SELECTED EXCERPT =>
The basic premise is that things are uniform now in the universe and if the universe had expanded at a constant rate with gravity acting all the time the laws would predict a more lumpy universe. Cosmic inflation questions whether the universe expanded at a constant rate. If the early universe expanded faster that the speed of light then the clumping effect of gravity would have been frozen out for a time. Then when expansion slowed down the effect would become more pronounced. As an alternative the new paper questions whether gravity was uniformly powerful the whole time. If a gas is unaffected by gravity the gas will distribute uniformly in space but when gravity is added the gas atoms will eventually form into clouds, condense into stars, and collapse into black holes. The new paper suggests that gravity itself might have been weaker for a time, leading to less clumping.
We tend to imagine our surroundings on geological or cosmological time scales as being governed by gradual change. If things do change the changes must certainly be brought about by constant laws. We think of the speed of light and the strength of the forces as being constant. But as we are able to see at greater time scales we have found over and over that things we thought were constant do change—stars die, galaxies form, hot rocks flows like water, and the universe expands at an accelerating pace. There are a growing number of people asking whether the laws of nature also change. Until we ask this we aren’t done looking at the possibilities so I was excited to read the paper.

Localization data with one point per instance
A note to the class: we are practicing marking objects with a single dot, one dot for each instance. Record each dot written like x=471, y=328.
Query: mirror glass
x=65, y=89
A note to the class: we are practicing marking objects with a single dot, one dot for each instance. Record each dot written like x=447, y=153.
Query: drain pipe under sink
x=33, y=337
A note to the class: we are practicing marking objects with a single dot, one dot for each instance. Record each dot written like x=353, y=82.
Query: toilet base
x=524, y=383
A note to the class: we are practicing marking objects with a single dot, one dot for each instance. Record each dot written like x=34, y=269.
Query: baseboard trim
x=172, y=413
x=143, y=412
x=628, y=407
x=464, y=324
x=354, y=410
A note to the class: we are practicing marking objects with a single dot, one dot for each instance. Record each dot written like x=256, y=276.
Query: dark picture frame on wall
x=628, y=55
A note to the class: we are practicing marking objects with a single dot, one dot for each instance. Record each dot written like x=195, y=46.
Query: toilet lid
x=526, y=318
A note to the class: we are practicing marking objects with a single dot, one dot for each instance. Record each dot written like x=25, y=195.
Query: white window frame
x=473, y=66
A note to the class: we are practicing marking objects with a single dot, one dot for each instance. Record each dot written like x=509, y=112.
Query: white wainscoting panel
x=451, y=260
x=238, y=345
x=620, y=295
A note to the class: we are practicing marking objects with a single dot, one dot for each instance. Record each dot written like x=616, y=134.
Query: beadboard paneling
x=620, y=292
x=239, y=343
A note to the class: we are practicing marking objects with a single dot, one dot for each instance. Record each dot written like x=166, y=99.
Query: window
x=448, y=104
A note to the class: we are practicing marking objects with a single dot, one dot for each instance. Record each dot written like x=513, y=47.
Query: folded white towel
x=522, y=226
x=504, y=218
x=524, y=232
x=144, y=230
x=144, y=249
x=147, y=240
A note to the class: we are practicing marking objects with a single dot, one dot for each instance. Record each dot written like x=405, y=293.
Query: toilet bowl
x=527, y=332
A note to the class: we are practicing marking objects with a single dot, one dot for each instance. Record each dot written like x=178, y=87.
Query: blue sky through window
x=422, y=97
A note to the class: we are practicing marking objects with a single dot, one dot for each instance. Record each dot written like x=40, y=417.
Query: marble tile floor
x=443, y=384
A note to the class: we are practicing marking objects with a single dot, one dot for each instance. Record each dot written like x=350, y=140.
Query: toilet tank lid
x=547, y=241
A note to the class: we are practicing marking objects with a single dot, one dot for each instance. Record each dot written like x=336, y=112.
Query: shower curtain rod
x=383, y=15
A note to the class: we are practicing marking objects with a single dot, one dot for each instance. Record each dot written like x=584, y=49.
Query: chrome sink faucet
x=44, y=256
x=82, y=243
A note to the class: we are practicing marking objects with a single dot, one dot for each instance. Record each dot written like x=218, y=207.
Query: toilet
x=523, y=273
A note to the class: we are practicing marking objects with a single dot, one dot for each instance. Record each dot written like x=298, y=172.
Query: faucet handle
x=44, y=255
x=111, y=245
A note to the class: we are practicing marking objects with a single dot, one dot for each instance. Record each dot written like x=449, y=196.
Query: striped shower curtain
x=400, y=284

DIRECTIONS =>
Extend the passage on whether gravity and the other laws of nature may have changed over cosmic time, picking up after its final sentence. These lines come from a separate source.

RESULT =>
Sean Carroll of Cosmic Variance has another great post about an arXiv paper that raises questions about GR. The gist is that the curvature of space and time should be equal according to GR (though I’m not so sure about that one) and looking back in time using gravitational lensing shows them to be different. Sean explains it best here.
Swarm is a framework in Scala being developed by Ian Clarke (the guy who did Freenet). It make use of Scala’s support for “portable continuations” in a novel way to spread code among distributed machines. Using Swarm you write lines of code, flagging where you want them to run, and all of the code and data is moved automatically to be executed in one virtual sequence. Nice but that is only the beginning — Ian describes using self analysis of execution patterns to optimize where the code runs even without programmer intervention. Now that would be a trick. He needs help so check it out.
Cosmic Inflation states that for a small amount of time near the big bang the universe grew faster than the speed of light. This inflationary period explains why the universe is so uniform. But what is so special about this universe? If the big bang came from a nucleation site (sort of like how the foam in a bottle of coke nucleates on the Mento) then there may be more universes. So if there are more universes out there what would happen if they collided? If we saw this happen what would it look like? This train of thought describes one type of multiple universe theory and in an area that has few theoretically observable effects the collision scenarios are worth thinking about. Besides the arXiv article by Anthony Aguirre, Matthew C. Johnson has some nice gratuitous graphics and some show-off math.
Spoiler alert: there may be cases where a collision does not anihilate us all, which means we might see the effects of the smack-down and it might be visible in the CMB as seen through the Planck observatory. In fact if you look closely in the picture to the right, well no you are probably going to have to wait for more to fill in.